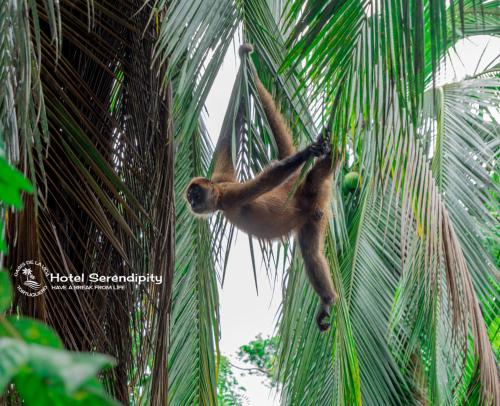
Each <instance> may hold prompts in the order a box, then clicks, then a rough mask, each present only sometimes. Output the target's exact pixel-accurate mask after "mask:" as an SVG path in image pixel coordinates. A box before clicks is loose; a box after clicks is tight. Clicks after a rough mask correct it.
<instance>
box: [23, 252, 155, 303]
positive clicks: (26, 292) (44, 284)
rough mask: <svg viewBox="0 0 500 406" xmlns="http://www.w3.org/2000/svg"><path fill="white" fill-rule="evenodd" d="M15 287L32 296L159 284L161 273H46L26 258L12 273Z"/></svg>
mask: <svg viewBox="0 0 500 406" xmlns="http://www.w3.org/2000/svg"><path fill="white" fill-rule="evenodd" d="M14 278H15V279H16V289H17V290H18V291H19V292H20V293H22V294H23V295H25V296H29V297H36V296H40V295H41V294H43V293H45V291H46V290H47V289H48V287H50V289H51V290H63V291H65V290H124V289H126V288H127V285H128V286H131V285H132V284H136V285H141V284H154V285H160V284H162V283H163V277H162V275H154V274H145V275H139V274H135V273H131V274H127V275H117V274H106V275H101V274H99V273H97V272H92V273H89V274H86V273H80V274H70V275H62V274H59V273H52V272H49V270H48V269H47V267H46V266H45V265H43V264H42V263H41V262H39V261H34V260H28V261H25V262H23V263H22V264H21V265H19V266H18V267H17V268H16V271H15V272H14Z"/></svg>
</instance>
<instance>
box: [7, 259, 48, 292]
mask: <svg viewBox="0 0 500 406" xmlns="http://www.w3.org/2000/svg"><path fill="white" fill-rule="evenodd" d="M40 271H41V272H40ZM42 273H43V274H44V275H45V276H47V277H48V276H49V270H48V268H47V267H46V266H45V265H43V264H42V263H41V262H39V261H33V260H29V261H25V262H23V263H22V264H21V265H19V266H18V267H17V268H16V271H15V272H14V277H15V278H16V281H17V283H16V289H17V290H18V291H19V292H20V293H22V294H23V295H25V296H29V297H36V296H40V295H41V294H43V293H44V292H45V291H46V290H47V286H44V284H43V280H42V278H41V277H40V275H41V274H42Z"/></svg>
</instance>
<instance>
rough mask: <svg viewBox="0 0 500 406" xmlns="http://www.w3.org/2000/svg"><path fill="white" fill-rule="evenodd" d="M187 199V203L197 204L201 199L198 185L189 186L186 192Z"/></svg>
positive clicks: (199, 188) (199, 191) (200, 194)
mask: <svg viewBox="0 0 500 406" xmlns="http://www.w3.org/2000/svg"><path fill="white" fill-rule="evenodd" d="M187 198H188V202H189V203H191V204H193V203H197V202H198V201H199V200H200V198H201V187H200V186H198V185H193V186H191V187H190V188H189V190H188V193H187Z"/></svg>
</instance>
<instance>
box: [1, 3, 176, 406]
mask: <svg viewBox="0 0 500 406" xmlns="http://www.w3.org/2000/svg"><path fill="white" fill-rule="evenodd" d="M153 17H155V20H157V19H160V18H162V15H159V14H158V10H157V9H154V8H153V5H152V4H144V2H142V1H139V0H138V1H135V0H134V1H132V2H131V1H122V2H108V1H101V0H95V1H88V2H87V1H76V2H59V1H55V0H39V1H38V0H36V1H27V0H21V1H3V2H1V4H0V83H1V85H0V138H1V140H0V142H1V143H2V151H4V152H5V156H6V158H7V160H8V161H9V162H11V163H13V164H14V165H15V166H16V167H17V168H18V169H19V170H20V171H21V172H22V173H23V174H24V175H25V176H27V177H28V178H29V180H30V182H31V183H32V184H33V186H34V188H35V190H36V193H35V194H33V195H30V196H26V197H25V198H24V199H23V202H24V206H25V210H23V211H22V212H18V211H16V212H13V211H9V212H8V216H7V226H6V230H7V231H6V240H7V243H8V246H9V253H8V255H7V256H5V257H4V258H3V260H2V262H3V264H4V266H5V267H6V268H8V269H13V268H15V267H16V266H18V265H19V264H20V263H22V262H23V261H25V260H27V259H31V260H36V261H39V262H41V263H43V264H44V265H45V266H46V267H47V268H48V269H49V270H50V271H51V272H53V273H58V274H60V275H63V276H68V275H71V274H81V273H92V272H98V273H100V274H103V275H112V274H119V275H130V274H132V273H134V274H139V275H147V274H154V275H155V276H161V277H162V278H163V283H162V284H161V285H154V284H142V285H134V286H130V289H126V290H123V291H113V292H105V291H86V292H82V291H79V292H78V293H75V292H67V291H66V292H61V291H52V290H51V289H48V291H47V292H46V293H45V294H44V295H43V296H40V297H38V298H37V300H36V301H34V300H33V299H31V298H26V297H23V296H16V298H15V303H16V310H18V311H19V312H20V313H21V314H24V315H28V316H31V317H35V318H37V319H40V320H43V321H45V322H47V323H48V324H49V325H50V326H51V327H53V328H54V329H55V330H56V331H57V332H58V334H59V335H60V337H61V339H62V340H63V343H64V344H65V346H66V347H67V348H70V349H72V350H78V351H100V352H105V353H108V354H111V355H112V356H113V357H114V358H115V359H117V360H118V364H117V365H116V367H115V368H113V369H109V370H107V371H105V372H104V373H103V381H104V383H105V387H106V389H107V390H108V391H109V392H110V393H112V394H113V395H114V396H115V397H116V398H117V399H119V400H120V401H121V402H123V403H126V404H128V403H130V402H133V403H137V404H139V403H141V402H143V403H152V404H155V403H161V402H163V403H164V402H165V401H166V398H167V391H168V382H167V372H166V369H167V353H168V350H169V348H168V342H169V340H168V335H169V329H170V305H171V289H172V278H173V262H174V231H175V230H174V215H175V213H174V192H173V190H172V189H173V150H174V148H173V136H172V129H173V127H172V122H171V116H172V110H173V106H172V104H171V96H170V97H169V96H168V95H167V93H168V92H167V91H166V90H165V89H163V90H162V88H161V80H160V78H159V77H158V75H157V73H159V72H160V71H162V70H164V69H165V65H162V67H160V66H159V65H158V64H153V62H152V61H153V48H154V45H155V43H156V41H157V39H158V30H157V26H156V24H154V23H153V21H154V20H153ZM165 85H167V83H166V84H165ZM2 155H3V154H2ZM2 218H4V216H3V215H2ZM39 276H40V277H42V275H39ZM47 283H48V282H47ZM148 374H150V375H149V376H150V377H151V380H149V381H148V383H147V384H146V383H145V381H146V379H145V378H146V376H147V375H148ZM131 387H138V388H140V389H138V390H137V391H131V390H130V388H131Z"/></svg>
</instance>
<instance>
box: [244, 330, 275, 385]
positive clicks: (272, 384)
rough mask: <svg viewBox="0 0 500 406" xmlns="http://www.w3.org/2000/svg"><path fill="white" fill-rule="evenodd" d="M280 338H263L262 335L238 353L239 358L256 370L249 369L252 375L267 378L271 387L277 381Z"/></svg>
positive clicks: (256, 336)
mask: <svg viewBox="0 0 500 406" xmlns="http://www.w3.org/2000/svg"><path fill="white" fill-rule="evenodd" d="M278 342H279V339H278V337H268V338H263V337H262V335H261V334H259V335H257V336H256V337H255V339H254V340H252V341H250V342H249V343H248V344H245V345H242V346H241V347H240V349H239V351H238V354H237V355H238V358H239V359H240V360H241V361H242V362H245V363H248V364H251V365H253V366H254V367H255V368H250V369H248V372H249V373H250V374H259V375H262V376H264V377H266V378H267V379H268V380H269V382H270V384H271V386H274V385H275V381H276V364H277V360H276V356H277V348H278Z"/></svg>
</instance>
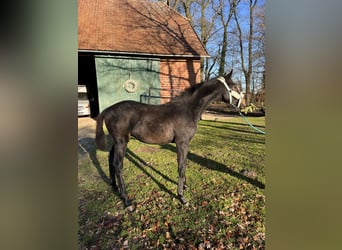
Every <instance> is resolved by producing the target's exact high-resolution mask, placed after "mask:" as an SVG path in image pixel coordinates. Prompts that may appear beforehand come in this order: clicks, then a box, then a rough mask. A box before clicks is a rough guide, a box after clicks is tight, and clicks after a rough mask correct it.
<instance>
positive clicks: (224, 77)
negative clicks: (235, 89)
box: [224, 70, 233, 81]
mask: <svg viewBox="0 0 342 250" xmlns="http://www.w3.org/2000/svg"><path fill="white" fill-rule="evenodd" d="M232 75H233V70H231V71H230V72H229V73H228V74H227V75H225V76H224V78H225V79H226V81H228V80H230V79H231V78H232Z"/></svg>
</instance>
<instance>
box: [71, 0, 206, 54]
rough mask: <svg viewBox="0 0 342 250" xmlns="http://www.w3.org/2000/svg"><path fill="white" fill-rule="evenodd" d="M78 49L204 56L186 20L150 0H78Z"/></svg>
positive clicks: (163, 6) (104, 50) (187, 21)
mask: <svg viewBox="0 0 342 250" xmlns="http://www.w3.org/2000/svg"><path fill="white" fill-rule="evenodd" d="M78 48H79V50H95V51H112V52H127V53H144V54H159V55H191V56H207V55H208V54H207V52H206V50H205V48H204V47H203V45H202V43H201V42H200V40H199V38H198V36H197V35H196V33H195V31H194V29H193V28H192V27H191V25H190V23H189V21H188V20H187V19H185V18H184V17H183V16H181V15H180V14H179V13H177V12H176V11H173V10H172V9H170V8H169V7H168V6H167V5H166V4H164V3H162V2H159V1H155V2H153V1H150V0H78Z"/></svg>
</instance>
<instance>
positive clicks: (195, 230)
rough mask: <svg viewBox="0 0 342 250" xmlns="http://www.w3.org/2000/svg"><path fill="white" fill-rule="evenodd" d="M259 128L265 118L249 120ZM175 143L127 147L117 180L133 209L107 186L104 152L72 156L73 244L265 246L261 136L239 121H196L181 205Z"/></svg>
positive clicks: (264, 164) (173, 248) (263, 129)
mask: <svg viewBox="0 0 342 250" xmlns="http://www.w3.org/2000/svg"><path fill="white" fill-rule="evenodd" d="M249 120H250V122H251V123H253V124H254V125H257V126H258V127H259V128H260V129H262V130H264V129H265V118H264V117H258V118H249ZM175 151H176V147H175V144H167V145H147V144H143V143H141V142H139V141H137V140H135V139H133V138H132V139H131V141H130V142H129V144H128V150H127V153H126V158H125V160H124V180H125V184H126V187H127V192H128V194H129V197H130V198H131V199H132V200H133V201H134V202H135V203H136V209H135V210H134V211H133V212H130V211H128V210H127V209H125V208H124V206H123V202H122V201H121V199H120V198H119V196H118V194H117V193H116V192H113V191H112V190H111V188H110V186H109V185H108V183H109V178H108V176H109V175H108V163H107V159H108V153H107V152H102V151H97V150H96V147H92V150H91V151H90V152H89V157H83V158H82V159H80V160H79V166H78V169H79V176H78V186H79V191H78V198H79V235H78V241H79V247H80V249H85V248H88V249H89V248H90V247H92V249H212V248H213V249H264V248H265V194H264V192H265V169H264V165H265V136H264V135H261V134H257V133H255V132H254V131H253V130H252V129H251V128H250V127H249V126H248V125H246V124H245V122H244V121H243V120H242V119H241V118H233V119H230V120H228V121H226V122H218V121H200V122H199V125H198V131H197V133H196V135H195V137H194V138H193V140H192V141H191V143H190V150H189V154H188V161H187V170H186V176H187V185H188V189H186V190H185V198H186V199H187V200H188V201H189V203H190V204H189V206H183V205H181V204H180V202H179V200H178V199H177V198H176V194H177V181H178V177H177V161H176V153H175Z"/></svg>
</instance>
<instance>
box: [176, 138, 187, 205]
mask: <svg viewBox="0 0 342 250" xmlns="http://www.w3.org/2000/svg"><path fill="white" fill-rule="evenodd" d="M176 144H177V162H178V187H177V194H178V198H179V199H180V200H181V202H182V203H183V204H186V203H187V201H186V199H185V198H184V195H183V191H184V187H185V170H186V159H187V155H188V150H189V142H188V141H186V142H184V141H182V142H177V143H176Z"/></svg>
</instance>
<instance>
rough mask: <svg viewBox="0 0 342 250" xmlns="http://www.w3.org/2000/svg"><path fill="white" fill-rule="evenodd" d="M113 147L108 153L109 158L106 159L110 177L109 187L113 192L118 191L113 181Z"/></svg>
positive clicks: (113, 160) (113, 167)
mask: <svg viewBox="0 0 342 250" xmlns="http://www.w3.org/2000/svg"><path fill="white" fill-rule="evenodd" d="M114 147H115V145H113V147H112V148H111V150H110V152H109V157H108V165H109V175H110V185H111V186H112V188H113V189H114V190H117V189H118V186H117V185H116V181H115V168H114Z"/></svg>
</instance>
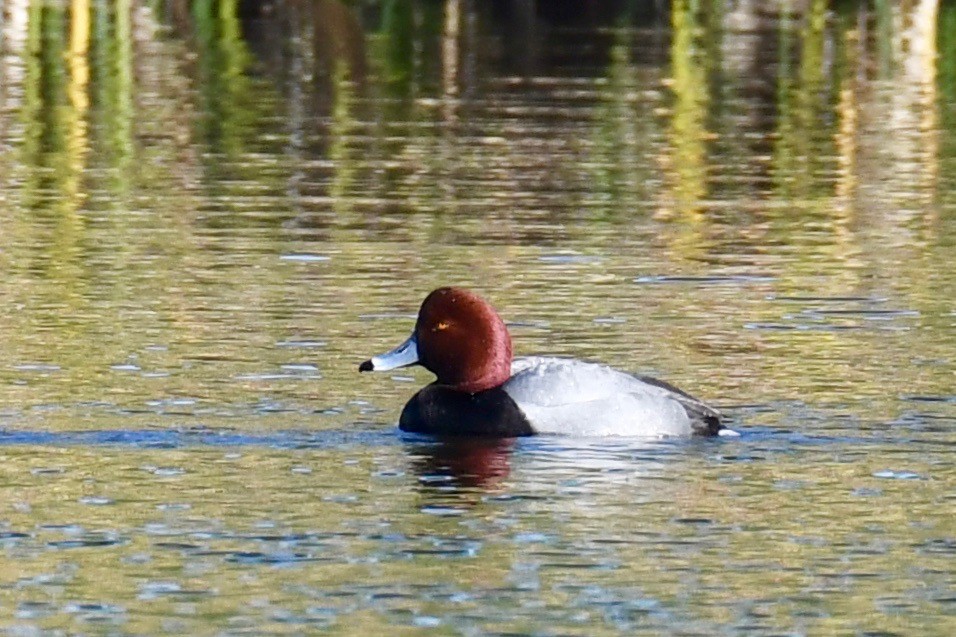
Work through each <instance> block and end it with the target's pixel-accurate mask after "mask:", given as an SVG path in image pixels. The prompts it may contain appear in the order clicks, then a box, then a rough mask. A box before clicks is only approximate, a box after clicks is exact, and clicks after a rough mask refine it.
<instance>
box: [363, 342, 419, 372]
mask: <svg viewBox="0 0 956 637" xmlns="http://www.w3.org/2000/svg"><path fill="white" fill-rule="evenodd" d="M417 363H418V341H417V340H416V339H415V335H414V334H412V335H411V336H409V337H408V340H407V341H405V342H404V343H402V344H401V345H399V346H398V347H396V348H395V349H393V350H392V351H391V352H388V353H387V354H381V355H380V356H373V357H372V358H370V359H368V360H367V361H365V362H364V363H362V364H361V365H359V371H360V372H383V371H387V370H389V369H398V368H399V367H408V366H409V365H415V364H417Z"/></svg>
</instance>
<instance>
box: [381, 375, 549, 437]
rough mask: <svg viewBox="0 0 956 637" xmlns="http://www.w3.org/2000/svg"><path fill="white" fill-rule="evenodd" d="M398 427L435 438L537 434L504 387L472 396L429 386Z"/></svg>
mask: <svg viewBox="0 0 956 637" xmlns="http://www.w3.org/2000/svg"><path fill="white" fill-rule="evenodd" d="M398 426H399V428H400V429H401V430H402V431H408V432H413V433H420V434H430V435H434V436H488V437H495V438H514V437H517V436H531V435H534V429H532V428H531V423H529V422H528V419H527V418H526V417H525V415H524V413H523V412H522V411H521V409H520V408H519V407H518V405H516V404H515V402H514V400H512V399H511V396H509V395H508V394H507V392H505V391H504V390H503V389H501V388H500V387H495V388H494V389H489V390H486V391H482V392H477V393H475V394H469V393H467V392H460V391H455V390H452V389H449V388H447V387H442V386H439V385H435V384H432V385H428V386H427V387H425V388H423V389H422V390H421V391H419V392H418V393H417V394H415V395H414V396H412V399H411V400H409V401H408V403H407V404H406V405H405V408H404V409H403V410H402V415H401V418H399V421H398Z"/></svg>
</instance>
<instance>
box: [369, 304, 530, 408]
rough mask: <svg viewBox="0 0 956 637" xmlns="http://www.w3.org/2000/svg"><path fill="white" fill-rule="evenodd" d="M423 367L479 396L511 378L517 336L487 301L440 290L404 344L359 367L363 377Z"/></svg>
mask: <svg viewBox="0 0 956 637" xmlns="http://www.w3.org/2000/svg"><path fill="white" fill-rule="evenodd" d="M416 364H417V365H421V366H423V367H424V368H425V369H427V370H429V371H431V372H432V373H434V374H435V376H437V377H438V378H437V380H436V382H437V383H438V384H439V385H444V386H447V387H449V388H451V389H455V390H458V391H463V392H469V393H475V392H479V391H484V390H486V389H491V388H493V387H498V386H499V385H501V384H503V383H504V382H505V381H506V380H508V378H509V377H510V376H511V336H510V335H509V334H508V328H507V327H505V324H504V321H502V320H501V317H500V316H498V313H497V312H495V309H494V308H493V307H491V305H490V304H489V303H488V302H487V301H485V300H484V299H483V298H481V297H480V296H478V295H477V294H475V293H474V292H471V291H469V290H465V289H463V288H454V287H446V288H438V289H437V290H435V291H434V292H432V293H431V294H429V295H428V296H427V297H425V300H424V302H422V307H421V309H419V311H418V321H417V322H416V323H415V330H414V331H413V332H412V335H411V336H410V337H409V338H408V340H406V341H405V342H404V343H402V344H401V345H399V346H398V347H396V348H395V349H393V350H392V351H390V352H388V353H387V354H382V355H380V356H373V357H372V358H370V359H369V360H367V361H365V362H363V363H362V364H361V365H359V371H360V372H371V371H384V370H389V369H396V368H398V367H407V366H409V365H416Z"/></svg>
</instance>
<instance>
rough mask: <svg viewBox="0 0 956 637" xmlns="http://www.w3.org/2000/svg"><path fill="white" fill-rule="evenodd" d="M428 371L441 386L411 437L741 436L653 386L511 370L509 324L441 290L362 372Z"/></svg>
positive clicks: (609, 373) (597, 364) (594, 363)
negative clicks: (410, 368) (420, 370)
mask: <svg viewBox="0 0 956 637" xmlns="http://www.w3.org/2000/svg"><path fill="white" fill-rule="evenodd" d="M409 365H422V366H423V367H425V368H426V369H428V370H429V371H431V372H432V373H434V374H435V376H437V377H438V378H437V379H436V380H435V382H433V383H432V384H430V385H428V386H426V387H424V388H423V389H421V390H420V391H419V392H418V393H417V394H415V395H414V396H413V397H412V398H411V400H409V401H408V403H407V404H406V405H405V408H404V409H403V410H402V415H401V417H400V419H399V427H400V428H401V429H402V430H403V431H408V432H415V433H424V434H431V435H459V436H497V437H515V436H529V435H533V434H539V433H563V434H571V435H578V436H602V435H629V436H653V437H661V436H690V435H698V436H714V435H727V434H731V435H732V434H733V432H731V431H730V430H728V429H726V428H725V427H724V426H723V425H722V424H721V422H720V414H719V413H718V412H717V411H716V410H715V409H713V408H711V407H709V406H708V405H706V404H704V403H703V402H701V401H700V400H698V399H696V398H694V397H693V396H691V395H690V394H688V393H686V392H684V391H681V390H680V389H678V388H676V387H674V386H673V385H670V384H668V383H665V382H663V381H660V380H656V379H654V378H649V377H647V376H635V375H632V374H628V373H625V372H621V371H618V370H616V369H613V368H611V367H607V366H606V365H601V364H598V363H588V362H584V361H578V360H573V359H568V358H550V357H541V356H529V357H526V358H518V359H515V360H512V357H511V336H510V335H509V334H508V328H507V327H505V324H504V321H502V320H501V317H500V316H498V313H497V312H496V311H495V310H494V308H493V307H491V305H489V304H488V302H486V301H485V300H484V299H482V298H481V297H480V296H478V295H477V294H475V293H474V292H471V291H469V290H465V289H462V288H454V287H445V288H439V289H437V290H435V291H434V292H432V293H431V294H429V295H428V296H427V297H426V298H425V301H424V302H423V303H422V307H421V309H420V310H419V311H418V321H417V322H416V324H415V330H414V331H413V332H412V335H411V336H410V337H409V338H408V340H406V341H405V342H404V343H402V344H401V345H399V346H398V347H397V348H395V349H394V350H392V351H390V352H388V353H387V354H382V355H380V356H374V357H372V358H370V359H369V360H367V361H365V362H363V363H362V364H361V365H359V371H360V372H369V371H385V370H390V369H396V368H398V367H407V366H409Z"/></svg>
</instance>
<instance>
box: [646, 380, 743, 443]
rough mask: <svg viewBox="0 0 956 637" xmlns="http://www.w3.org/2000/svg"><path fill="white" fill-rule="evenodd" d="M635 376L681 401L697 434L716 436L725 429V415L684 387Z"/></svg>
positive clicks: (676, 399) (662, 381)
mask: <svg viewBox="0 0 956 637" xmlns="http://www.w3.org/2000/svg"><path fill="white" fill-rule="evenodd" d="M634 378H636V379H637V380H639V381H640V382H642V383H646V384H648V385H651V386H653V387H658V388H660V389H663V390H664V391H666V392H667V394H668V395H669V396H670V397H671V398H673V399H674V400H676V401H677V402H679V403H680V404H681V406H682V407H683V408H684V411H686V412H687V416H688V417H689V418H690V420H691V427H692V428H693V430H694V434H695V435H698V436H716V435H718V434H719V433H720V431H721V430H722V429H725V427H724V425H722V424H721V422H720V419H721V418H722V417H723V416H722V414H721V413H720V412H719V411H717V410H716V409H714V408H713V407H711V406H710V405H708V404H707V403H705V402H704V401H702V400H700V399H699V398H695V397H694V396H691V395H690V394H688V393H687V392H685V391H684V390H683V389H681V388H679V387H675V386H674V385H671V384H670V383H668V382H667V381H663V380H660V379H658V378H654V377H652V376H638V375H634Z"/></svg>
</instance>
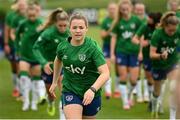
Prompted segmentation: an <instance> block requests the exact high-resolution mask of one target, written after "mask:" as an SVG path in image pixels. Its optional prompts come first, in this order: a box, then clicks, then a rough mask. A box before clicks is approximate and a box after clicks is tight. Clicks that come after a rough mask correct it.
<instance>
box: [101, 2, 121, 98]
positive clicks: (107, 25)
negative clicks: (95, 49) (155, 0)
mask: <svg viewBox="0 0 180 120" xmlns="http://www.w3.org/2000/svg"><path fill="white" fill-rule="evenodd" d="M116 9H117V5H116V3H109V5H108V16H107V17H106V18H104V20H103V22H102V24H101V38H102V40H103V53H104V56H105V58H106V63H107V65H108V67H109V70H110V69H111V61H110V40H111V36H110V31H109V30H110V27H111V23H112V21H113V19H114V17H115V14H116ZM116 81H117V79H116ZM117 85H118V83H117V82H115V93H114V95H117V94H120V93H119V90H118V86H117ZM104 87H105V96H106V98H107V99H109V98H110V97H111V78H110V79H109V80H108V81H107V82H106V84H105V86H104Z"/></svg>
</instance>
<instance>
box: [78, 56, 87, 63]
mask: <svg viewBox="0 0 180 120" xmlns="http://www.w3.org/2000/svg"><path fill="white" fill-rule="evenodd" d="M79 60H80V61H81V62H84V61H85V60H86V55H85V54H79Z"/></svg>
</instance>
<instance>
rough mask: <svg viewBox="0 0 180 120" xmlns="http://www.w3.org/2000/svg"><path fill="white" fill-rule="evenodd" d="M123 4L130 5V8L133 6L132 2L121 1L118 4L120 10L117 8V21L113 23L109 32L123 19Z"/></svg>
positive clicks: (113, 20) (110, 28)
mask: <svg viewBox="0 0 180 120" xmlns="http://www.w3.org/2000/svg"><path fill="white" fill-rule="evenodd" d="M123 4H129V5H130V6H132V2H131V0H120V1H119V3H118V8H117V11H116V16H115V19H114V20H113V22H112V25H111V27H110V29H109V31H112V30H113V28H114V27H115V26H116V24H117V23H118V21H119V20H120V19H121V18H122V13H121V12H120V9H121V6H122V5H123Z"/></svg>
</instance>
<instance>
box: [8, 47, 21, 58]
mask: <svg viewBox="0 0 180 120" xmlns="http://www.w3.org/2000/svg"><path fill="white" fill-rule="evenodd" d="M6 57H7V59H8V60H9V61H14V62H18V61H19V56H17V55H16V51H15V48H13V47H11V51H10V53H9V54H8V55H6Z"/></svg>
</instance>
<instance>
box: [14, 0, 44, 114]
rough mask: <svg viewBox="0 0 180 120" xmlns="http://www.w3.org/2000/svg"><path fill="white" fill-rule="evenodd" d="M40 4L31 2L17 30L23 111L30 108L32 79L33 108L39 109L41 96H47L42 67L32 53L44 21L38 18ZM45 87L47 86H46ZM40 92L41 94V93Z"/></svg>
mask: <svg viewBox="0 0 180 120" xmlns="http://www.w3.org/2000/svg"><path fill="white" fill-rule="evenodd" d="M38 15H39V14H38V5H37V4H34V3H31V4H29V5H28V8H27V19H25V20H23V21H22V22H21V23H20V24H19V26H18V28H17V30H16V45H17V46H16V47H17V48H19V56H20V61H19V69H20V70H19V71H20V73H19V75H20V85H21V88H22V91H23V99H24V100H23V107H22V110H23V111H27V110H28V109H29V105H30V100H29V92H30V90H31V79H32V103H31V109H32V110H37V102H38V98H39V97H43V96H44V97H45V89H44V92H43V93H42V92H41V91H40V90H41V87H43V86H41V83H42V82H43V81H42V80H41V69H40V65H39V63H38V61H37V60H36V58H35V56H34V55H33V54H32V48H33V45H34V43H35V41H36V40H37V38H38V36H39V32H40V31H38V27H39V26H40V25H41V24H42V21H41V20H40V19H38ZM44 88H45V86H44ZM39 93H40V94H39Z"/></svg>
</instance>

■ Try it:
Repeat the material word for word from its beginning through the line that contains "positive clicks: (26, 292) (44, 284)", including that line, and leave out the pictures.

■ Finished task:
Each <instance> may hold prompts in the order a box, then clicks, then a rough mask, each present only sometimes. Output the target's exact pixel-accurate mask after "mask:" as an SVG path in image pixel coordinates. A box before clicks is loose; a box after clicks is tight. Clicks after a rough mask correct it.
<instance>
box: [23, 252, 155, 303]
positive clicks: (26, 292) (44, 284)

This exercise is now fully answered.